ФРАГМЕНТ ТЕКСТА =>
- - - - -
Но случилось еще худшее. Подъезжая к Рихимякки, я увидела на платформе толпу в несколько тысяч солдат; все они, видимо, ждали нашего поезда и с дикими криками окружили наш вагон. В одну минуту они отцепили его от паровоза и ворвались, требуя, чтобы нас отдали на растерзание. «Давайте нам Великих Князей. Давайте генерала Гурко…» Их ввалилось полный вагон. Я думала, что все кончено, сидела, держа за руку сестру милосердия «Да вот он, генерал Гурко», — кричали они, вбежав ко мне. Напрасно уверяла сестра, что я больная женщина, — они не верили, требовали, чтобы меня раздели, уверяя, что я — переодетый Гурко. Вероятно, мы все были бы растерзаны на месте, если бы не два матроса-делегата из Гельсингфорса, приехавшие на автомобиле: они влетели в вагон, вытолкали половину солдат, а один из них — высокий, худой, с бледным добрым лицом (Антонов) — обратился с громовой речью к тысячной толпе, убеждая успокоиться и не учинять самосуда, так как это позор. Он сумел на них подействовать, так что солдаты немного поутихли и позволили прицепить вагон к паровозу для дальнейшего следования в Гельсингфорс. Антонов сказал мне, что он социалист, член Гельсингфорского совета и что их комитет получил телеграмму из Петрограда — они предполагали, что от Керенского — о нашей высылке и приказание нас захватить; рассказал, как они мчались в автомобиле, надеясь захватить также Великих Князей и генерала Гурко, что мы, в сущности, представляем для них малую добычу и что они нас задержат до тех пор, пока не получат разъяснения Правительства о причине высылки контрреволюционеров за границу. Он сел около меня и, видя, что я плачу от нервного потрясения, только что пережитого страха, ласково успокаивал меня, уверяя, что никто меня не обидит и, выяснив дело, отпустят. Мне же лично дело это не представлялось настолько простым: казалось, что все это было подстроено, чтобы толпа разорвала нас. Вероятно, и с генералом Гурко также бы разделались, но он был умнее и уехал в Архангельск к англичанам.

К ночи мы подъехали к Гельсингфорсу. Всех остальных спутников Антонов отправил под конвоем, мне же и сестре он сказал, что проведет нас в лазарет, находившийся на станции. От слабости и волнения я не могла держаться на ногах, санитары на носилках понесли меня на пятый этаж. По всей дороге стояла толпа больных и раненых матросов и солдат в полосатых синих халатах. Особенных замечаний не слыхала; кто-то даже сказал: бедняжка… Сестра финка, очень милая, уложила меня в постель, дала лекарство, но нам недолго пришлось остаться в покое. Через полчаса поднялась суматоха, пришел караул с «Петропавловска», матросы, похожие на разбойников, со штыками на винтовках, какие-то делегаты из комитета, требуя, чтобы меня перевезли на «Полярную Звезду» к остальным заключенным. Антонов с ними сердито спорил, доказывал, но ему пришлось сдаться. Он с бледным, взволнованным лицом прибежал мне объяснить положение дела и торопил скорее одеться.
- - - - -
ЗАДАНИЯ =>
**A)** Кто, согласно фрагменту, остановил расправу над пассажирами вагона в Рихимякки?
**B)** Объясните на основе фрагмента, почему солдаты требовали раздеть автора воспоминаний.
**C)** Допишите, что следует дальше во фрагменте о поездке в Гельсингфорс.
Приведённые далее записи здесь никакой роли не играют.

ИСХОДНЫЕ ДАННЫЕ =>
- - - - -
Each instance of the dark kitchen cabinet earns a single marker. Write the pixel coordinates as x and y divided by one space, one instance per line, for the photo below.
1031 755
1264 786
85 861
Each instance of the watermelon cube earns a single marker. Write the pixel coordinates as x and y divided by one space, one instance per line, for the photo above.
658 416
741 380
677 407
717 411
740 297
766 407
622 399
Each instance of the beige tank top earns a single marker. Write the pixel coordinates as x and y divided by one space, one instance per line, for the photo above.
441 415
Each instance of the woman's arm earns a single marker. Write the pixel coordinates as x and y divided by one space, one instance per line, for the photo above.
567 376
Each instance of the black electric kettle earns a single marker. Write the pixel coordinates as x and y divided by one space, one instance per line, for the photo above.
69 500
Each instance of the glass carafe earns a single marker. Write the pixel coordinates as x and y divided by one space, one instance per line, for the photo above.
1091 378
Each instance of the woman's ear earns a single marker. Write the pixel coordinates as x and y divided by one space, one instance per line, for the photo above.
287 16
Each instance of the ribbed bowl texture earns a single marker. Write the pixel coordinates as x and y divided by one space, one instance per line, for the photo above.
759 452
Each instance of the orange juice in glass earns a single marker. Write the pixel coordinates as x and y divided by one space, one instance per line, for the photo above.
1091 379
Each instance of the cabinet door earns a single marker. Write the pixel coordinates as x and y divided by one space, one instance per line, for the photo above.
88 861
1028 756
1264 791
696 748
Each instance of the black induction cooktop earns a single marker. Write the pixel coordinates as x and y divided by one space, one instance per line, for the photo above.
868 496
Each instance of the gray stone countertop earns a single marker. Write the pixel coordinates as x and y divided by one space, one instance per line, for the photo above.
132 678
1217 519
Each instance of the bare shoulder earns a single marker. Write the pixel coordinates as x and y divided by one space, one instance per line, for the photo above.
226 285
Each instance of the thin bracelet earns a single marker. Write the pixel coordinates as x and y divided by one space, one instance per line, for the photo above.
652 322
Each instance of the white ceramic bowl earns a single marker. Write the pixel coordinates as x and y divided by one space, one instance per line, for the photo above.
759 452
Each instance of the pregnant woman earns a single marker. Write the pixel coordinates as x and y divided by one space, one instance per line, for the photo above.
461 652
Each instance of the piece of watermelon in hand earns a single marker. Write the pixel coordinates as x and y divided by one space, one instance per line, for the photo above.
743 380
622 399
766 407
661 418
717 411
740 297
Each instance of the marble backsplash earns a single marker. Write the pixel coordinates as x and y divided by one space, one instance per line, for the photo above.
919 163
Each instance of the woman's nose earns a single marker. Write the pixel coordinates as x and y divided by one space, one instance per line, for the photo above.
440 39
- - - - -
ОТВЕТЫ =>
**A)** Два матроса-делегата из Гельсингфорса, приехавшие на автомобиле; один из них, Антонов, успокоил толпу речью.

**B)** Солдаты не верили, что перед ними больная женщина, и уверяли, что это переодетый генерал Гурко, которого они требовали выдать.

**C)**
Испуганная и слабая, я спустилась вниз на костылях среди возбужденной толпы матросов. Антонов шел возле меня, все время их уговаривая. Самое же страшное было, когда мы вышли на площадь перед вокзалом. Тысяч шестнадцать народу — и надо было среди них дойти до автомобиля. Ужасно слышать безумные крики людей, требующих вашей крови… Но Господь чудом спас меня. Я же была уверена, что меня растерзают, и чувствовала себя, как заяц, загнанный собаками… Антонов вел меня под руку, призывая их к спокойствию, умоляя, уговаривая… Все это было делом нескольких минут, но никогда в жизни их не забуду. Антонов бережно посадил меня и сестру в автомобиль, и мы начали медленно двигаться сквозь неистовствующую толпу. «Царская наперсница, дочь Романовых. Пусть идет пешком по камням…» — кричали обезумевшие голоса. Но Антонов, стоя в моторе, жестикулировал, кричал, заставляя их расступиться и давать дорогу…

Наконец вырвались и покатились куда-то по городу. На набережной остановились, пришлось лезть по плоту, доскам и, наконец, по отвесному трапу. Антонов почти нес меня на руках. Мы очутились на яхте «Полярная Звезда», с которой связано у меня столько дорогих воспоминаний о плаваниях — по этим же водам с Их Величествами… Яхта перешла, как и все достояние Государя, в руки Временного правительства. Теперь же на ней заседал «Центробалт». Нельзя было узнать в заплеванной, загаженной и накуренной каюте чудную столовую Их Величеств. За теми же столами сидело человек сто «правителей» — грязных, озверелых матросов. Происходило заседание, на котором решались вопросы и судьба разоренного флота и бедной России.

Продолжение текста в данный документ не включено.